● **SET TASK**
Write out all the records again, changing every "kindly return" to "please give" and keeping everything else the same. Leave out the pictures.
--- begin INFORMATION SUPPLIED ---
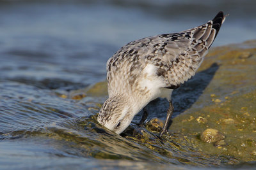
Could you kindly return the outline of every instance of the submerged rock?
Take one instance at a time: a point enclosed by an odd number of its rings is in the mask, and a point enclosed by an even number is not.
[[[256,41],[214,48],[206,56],[198,73],[211,68],[214,62],[218,62],[218,69],[194,103],[185,104],[178,97],[175,99],[175,91],[177,96],[186,96],[187,92],[186,101],[194,97],[188,94],[191,91],[182,91],[182,86],[173,91],[175,111],[179,111],[182,107],[185,109],[182,114],[173,119],[169,131],[191,136],[191,146],[205,153],[228,155],[242,162],[255,161]],[[207,76],[194,81],[192,78],[185,87],[191,87],[190,90],[196,95],[205,78]],[[188,121],[191,117],[197,118]],[[207,118],[207,122],[202,123],[201,117]],[[202,132],[209,127],[221,131],[226,137],[225,141],[220,140],[214,144],[217,148],[198,139]],[[208,140],[212,141],[211,138]]]

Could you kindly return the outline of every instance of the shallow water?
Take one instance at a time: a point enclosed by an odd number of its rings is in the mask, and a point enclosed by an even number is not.
[[[221,10],[230,16],[215,46],[256,38],[254,1],[214,2],[1,1],[0,169],[190,169],[238,163],[195,149],[179,134],[160,139],[156,129],[132,124],[122,137],[116,135],[96,121],[106,96],[61,96],[105,80],[106,60],[129,41],[197,26]],[[207,77],[200,91],[189,94],[188,87],[174,94],[184,101],[175,103],[175,115],[199,97],[216,70],[212,66],[190,81]],[[165,115],[150,115],[156,116]]]

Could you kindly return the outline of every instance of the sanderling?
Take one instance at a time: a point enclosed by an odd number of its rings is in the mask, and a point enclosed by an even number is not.
[[[220,11],[200,26],[142,38],[122,47],[107,62],[109,98],[98,122],[120,134],[150,101],[163,96],[170,104],[162,136],[173,111],[172,91],[195,75],[225,18]],[[143,109],[140,124],[147,115]]]

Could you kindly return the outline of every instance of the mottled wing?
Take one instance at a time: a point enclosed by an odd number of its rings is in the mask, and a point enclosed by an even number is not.
[[[124,46],[107,63],[109,95],[137,85],[142,71],[150,64],[154,67],[147,71],[161,79],[163,87],[183,83],[195,74],[224,20],[223,12],[220,12],[201,26],[140,39]],[[116,80],[129,85],[120,86]]]

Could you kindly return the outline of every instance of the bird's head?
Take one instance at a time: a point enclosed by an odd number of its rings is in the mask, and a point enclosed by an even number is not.
[[[129,126],[134,117],[128,103],[120,96],[109,97],[100,109],[98,122],[120,134]]]

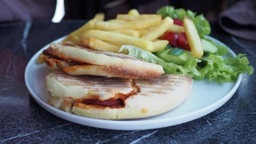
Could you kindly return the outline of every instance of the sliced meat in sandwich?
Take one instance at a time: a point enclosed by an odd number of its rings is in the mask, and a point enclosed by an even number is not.
[[[190,94],[188,76],[150,79],[72,76],[53,71],[45,78],[49,103],[77,115],[105,119],[146,118],[169,111]]]
[[[152,79],[164,73],[162,66],[132,57],[86,48],[51,44],[44,50],[44,61],[52,69],[62,69],[73,75],[90,75],[125,79]]]

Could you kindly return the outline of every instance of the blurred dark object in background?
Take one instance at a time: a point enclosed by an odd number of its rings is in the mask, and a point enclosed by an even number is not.
[[[114,19],[117,14],[127,13],[131,9],[137,9],[142,14],[155,13],[166,5],[176,8],[190,9],[197,14],[203,14],[210,21],[217,21],[225,3],[235,1],[218,0],[65,0],[66,19],[90,19],[96,13],[102,12],[107,20]]]
[[[220,15],[220,27],[228,33],[256,41],[256,1],[241,1]]]
[[[51,20],[55,7],[53,0],[1,0],[0,22]]]

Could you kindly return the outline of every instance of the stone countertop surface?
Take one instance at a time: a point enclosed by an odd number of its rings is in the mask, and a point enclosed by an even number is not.
[[[217,110],[177,125],[147,130],[95,128],[70,122],[45,110],[24,81],[26,65],[43,46],[85,21],[0,24],[0,143],[256,143],[256,75],[243,75],[232,98]],[[256,68],[256,43],[231,36],[217,23],[211,35],[236,53],[246,53]]]

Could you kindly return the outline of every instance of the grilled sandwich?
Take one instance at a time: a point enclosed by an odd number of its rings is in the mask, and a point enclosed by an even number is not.
[[[88,117],[123,119],[149,117],[170,111],[188,97],[188,76],[162,75],[150,79],[72,76],[55,70],[46,76],[45,89],[54,106]]]
[[[73,75],[90,75],[124,79],[152,79],[164,73],[162,66],[134,57],[61,43],[51,44],[43,51],[51,69],[61,69]]]

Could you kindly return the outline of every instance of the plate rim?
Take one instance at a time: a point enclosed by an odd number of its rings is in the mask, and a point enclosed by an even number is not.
--- end INFORMATION SUPPLIED ---
● **REPLY TO THE TASK**
Could you please give the outline of every instance of the submerged rock?
Take one instance at a time: a point enclosed by an odd number of its rings is in the mask, and a point enclosed by an even number is not.
[[[256,41],[214,48],[206,56],[198,73],[211,68],[214,62],[218,62],[218,69],[194,103],[185,104],[178,97],[175,99],[175,91],[177,96],[186,96],[187,92],[186,101],[194,97],[188,94],[191,91],[182,91],[182,86],[173,91],[175,111],[179,111],[182,107],[185,109],[182,114],[173,119],[169,131],[191,136],[191,146],[205,153],[228,155],[242,162],[255,161]],[[207,76],[194,81],[192,78],[185,87],[191,87],[190,90],[196,95],[205,78]],[[188,121],[191,117],[197,118]],[[207,118],[207,122],[202,123],[201,117]],[[202,132],[209,127],[221,131],[226,137],[225,141],[220,140],[214,144],[217,148],[198,139]],[[208,140],[212,141],[211,138]]]

Could you please give the outline of every instance of the shallow water?
Take one instance at a time: a point enclosed by an odd number of its rings is in the mask, and a point enclosed by an even number is not.
[[[221,10],[230,16],[215,46],[256,38],[254,1],[214,2],[1,1],[0,169],[190,169],[238,163],[195,149],[179,134],[160,139],[156,129],[132,124],[122,137],[116,135],[96,121],[106,96],[61,96],[105,80],[106,60],[129,41],[197,26]],[[207,77],[200,91],[189,94],[188,87],[174,94],[184,101],[175,103],[175,115],[199,97],[216,70],[212,66],[190,81]],[[165,115],[150,115],[156,116]]]

Could you please give the outline of every instance of the sanderling?
Take one instance at a time: a point enclosed by an odd number of its rings is in the mask, and a point enclosed by an even number is not.
[[[220,11],[200,26],[142,38],[122,47],[107,62],[109,98],[98,122],[120,134],[150,101],[163,96],[170,104],[162,136],[173,111],[172,91],[195,75],[225,18]],[[143,109],[140,124],[147,115]]]

Could you please give the outline of every instance of the mottled wing?
Take one instance at a time: a point enclosed by an odd number of its rings is in the mask, and a point enclosed by an even number is not.
[[[124,46],[107,63],[109,95],[137,85],[142,71],[150,64],[154,67],[147,71],[161,79],[163,87],[183,83],[195,74],[224,20],[223,12],[220,12],[201,26],[140,39]],[[116,80],[129,85],[120,86]]]

Could you please give the outline of every instance of the bird's head?
Take one instance at a time: a point enclosed by an odd number of its rings is in the mask, and a point enclosed by an even number is not.
[[[129,126],[134,117],[128,103],[120,96],[109,97],[100,109],[98,122],[120,134]]]

Could you please give the outline of every instance of the sliced meat in sandwich?
Take one instance at a time: a point enclosed by an odd number of its rings is in the mask, and a point enclosed by an even number is not.
[[[190,94],[188,76],[150,79],[72,76],[53,71],[45,78],[49,103],[77,115],[105,119],[146,118],[169,111]]]
[[[152,79],[164,73],[162,66],[132,57],[86,48],[51,44],[44,50],[44,61],[52,69],[62,69],[73,75],[90,75],[125,79]]]

Could you please give the outline of every instance of the blurred dark object in background?
Take one instance at a time: a point enclosed by an odd number of its rings is in the mask, and a point enclosed by an even number is not.
[[[114,19],[117,14],[127,13],[131,9],[137,9],[142,14],[155,13],[166,5],[176,8],[190,9],[197,14],[203,14],[210,21],[217,21],[225,3],[235,1],[218,0],[65,0],[66,19],[90,19],[96,13],[102,12],[107,20]]]
[[[220,15],[220,27],[228,33],[256,41],[256,1],[241,1]]]
[[[51,20],[55,7],[53,0],[1,0],[0,22]]]

Could you please give the outline of every instance of the stone countertop surface?
Take one instance at a time: a point enclosed by an odd number of its rings is in the mask, and a point enclosed by an even number is not.
[[[217,110],[177,125],[147,130],[95,128],[70,122],[45,110],[24,81],[26,65],[43,46],[85,21],[0,24],[0,143],[256,143],[256,75],[243,75],[232,98]],[[256,68],[256,43],[231,36],[217,23],[211,35],[236,53],[246,53]]]

Could you please give the outline of every instance of the grilled sandwich?
Take one instance at a time: a point enclosed by an odd number of its rings is in the mask, and a point enclosed by an even number is not.
[[[88,117],[123,119],[149,117],[170,111],[188,97],[188,76],[162,75],[150,79],[72,76],[55,70],[46,76],[45,89],[54,106]]]
[[[73,75],[90,75],[124,79],[152,79],[164,73],[162,66],[134,57],[61,43],[51,44],[43,51],[51,69],[61,69]]]

Could you please give the outline of every instance of the plate rim?
Take one instance at a time: a point enclosed by an odd number of its rings is in the mask, and a point enclosed by an even number is not.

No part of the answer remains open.